▸ **Extrait du texte**:
★ ★ ★ ★

La cinquième et dernière rencontre du groupe Grand Paris de l’Ihedate a été animée par Philippe Estèbe. Elle s’est construite autour des interventions d’Alain Weber et François Loscheider. Il s’est agi dans un premier temps de traiter la question de l’articulation des différentes échelles de la métropole francilienne à travers le cas de la Politique de la Ville. Cette approche nous a amenés à traiter devenir de la métropole francilienne à travers les projets de loi de décentralisation actuellement en cours d’adoption. La deuxième intervention a davantage traité la notion d’’identité métropolitaine à travers le cas du Conseil de Développement du Val de Marne.
**1.Politique de la Ville : vers une dimension métropolitaine ?

★ ★ ★ ★

▸ **Exercice proposé 1**:
D'après l'extrait sur le groupe Grand Paris, qui a animé la cinquième et dernière rencontre ?
▸ **Exercice proposé 2**:
Reproduisez à l'identique, s'il vous plaît, le passage de l'extrait sur le groupe Grand Paris allant de « La cinquième et » jusqu'à « Val de Marne. » inclus.

Enregistrements du jeu de données d'annotation par points:
★ ★ ★ ★

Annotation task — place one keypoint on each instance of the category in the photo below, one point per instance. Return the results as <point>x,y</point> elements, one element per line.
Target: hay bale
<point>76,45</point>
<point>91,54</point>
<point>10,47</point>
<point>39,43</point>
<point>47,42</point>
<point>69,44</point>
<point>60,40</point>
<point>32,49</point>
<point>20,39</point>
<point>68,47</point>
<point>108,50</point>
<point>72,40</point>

★ ★ ★ ★

▸ **Réponse rédigée 1**:
Philippe Estèbe.

▸ **Réponse rédigée 2**:
La cinquième et dernière rencontre du groupe Grand Paris de l’Ihedate a été animée par Philippe Estèbe. Elle s’est construite autour des interventions d’Alain Weber et François Loscheider. Il s’est agi dans un premier temps de traiter la question de l’articulation des différentes échelles de la métropole francilienne à travers le cas de la Politique de la Ville. Cette approche nous a amenés à traiter devenir de la métropole francilienne à travers les projets de loi de décentralisation actuellement en cours d’adoption. La deuxième intervention a davantage traité la notion d’’identité métropolitaine à travers le cas du Conseil de Développement du Val de Marne.